Input records: Begin
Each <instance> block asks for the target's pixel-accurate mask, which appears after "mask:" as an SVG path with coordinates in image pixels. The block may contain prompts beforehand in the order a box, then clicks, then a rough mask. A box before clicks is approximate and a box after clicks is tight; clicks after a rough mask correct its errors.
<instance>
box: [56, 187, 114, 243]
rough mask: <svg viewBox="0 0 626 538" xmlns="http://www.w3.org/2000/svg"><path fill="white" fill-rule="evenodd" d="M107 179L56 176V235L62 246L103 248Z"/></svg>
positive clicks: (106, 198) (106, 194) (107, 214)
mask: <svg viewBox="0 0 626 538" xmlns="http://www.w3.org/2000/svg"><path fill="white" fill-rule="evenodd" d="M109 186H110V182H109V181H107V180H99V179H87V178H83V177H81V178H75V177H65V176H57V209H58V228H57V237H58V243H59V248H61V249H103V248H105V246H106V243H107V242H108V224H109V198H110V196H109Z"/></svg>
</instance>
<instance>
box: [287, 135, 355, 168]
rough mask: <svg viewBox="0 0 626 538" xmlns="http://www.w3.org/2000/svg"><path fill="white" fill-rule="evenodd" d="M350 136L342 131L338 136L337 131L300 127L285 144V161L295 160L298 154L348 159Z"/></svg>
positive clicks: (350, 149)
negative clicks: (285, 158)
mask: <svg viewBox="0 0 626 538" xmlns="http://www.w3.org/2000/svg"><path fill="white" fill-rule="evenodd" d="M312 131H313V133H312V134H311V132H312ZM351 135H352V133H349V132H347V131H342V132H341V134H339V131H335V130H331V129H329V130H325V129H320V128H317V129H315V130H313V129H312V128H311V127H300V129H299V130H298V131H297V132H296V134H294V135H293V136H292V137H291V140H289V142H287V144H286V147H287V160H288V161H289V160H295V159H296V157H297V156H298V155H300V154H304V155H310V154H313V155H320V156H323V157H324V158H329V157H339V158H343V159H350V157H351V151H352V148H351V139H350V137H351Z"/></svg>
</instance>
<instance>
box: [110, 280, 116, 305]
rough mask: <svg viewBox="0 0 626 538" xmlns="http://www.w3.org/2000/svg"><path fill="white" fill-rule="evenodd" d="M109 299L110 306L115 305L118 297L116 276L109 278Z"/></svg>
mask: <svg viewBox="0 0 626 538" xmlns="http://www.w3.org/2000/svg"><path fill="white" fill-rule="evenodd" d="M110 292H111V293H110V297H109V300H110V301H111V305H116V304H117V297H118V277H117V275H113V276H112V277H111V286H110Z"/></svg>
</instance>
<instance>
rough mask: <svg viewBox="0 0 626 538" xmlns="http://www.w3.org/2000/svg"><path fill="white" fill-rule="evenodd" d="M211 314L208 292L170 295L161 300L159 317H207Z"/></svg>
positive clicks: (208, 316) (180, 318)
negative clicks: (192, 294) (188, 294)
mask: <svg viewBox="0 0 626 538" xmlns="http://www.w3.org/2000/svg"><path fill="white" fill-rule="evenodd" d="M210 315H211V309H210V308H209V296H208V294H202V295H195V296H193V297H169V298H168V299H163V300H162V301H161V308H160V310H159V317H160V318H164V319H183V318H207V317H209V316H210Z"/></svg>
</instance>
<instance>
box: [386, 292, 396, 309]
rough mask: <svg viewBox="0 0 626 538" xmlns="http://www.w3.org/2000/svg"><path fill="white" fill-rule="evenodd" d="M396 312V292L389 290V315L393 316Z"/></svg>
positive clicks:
Input records: End
Exercise -> Render every line from the very first one above down to the line containing "positive clicks: (106, 198)", including that line, as a JSON list of strings with one string per line and no blank lines.

Your response ->
[
  "Each <instance> block asks for the target's pixel-accurate mask, which appears after \"mask:\" as an SVG path with coordinates in image pixels. The block may contain prompts beforehand in the order a box, then clicks, then a rough mask. A box before clicks is approximate and a box after clicks is tight; clicks after a rough mask correct its errors.",
  "<instance>",
  "box: [56, 187, 114, 243]",
  "rough mask: <svg viewBox=\"0 0 626 538\" xmlns=\"http://www.w3.org/2000/svg\"><path fill=\"white\" fill-rule=\"evenodd\" d=\"M107 179L56 176V235L62 246L103 248Z\"/></svg>",
  "positive clicks: (106, 198) (106, 194) (107, 214)"
]